The Mail article seems to confuse being seventy with the seventies as the music they listed as septuagenarians listening to featured Queen and Abba. I’m sure we all appreciated Freddie Mercury and liked Abba, us men lusting after Agnetha’s bottom and the girls dancing about as well as she did, but that wasn’t our music. That started with pre-army Elvis, we learnt the game with Buddy Holly, progressed through the Everly Brothers and Roy Orbison, had a spell as folkies, before being taken by storm by The Beatles, The Stones, The Kinks, The Who and Dusty. We’ve been together through life with Dylan. As any older sibling would listening to a younger one’s taste, we thought seventies’ stuff derivative or pretentious, as in prog rock. Post punk, it got better so we could claim The Pretenders and Elvis Costello as ours. One of the biggest pains in the backside from being old is seeing the middle-aged in their positions of authority getting their history wrong. The narrative created by them concerning the fifties and sixties is invariably skewed by their own somewhat precious preoccupations.
Research a few years ago said people were actually happiest at 74. It would be great to think that the best is yet to come, but I think the reason for later-life satisfaction is that the strife is more or less o’er, the battle done, and we await our personal last trump. In the meantime, we want things for our children and grandchildren more than for ourselves, sometimes even when that’s the last cake in the tin.
I remember well the moments of triumph in my life, the net bulging, the Oxford acceptance, the early promotions. But all my childhood family have gone. There’s nobody left here to tell, at least no-one who’s remembers. Loneliness can be a function of age as well as circumstance. To be fair, the children do try to look interested.
Where I still have ambition, as in trying to promote my book, write a second one, or pen an interesting blog, I still have stress. The good fortune of being older is that worries come singly rather than in succession. The bad part is the exception to this of ill health and death.They’ll not seem like winning the victor’s crown. Yet the best victory is defeat.
And the best age to be is whatever you are today.

You’re a long time dead

When I finished “Where’s Sailor Jack”, I thought I’d got about as far as I was ever going to get in seeing a meaning to life. Since then, Mum’s died. It’s only gazing down with a handful of earth that you realise how far under six foot is. Feeling the moist earth below the green grass of Lancashire is a chillingly cold comfort. I’ve finally got round to booking my spot in the same graveyard, where my headstone will join those of all four grandparents and both parents.
Luke says: “Why seek ye the living among the dead?” He’s right about there being no person in the grave. Where he was though, there wasn’t even a body. Recognising that problem for the rest of us, Paul sees us all raised at the last trumpet in a twinkling of an eye, conjuring up images of a low budget zombie movie. If time is the great illusion, both could be right. My hope is that my soul, in me from birth but created from living my whole life, will be combined with my resurrection body taken when I was a young man. My physical body will decompose to put nutrients into the dark earth.
····················
» **Task requirements**:
1 > In the passage, at what age did research from a few years ago say people were happiest?
2 > From the passage, extract the words running from "I remember well" up to and including "you are today.".
None of the lines are needed for this work.

» **Pointing lines**:
····················
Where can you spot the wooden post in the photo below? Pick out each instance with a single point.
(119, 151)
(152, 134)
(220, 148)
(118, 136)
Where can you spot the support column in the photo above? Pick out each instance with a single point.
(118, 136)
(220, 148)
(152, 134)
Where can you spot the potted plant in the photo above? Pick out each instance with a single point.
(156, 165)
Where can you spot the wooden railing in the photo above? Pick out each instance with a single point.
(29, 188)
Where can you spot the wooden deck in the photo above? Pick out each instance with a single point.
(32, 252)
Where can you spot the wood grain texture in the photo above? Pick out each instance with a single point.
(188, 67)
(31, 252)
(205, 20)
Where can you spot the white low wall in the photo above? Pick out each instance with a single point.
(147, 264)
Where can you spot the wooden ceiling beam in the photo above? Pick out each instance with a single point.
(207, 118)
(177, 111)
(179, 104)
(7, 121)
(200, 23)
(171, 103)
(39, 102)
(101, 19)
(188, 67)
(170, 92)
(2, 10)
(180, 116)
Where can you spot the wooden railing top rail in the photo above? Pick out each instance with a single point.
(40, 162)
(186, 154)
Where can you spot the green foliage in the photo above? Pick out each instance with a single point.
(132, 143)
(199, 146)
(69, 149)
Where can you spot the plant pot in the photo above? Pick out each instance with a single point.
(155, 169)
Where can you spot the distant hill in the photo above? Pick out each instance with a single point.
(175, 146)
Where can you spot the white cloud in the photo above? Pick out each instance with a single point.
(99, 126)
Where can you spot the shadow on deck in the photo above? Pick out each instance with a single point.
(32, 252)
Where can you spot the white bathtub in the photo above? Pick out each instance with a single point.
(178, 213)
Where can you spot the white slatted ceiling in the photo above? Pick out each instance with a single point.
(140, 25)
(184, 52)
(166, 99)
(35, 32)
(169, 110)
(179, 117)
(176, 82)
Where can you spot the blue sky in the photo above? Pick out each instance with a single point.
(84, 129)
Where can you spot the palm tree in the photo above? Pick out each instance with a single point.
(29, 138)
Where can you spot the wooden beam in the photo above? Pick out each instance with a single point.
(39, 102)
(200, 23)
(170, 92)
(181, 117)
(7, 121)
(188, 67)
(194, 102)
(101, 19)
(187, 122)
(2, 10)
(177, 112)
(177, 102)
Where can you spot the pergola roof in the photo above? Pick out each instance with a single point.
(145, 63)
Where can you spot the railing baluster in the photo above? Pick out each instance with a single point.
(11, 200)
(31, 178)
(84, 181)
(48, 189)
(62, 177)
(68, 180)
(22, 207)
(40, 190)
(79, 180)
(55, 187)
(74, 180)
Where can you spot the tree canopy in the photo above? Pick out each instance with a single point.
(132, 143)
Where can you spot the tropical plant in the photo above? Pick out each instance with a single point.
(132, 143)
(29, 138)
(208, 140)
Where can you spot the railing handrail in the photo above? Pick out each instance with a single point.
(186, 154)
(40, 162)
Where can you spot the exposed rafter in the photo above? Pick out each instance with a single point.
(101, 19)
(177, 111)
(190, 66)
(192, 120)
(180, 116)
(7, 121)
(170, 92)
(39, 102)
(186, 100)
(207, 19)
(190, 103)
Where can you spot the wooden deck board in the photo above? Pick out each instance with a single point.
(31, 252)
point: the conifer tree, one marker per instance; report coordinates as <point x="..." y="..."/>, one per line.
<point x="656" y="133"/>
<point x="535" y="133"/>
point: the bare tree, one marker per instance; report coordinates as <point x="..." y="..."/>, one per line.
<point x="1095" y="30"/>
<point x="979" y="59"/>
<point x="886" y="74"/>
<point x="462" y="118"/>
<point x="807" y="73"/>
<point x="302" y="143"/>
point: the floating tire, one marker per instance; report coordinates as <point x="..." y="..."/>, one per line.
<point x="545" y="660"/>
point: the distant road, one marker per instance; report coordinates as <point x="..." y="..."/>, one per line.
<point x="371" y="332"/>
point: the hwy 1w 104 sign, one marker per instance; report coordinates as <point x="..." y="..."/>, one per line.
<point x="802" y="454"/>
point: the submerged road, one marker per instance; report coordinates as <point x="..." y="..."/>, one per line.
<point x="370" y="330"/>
····················
» **Solutions in order**:
1 > 74

2 >
I remember well the moments of triumph in my life, the net bulging, the Oxford acceptance, the early promotions. But all my childhood family have gone. There’s nobody left here to tell, at least no-one who’s remembers. Loneliness can be a function of age as well as circumstance. To be fair, the children do try to look interested.
Where I still have ambition, as in trying to promote my book, write a second one, or pen an interesting blog, I still have stress. The good fortune of being older is that worries come singly rather than in succession. The bad part is the exception to this of ill health and death.They’ll not seem like winning the victor’s crown. Yet the best victory is defeat.
And the best age to be is whatever you are today.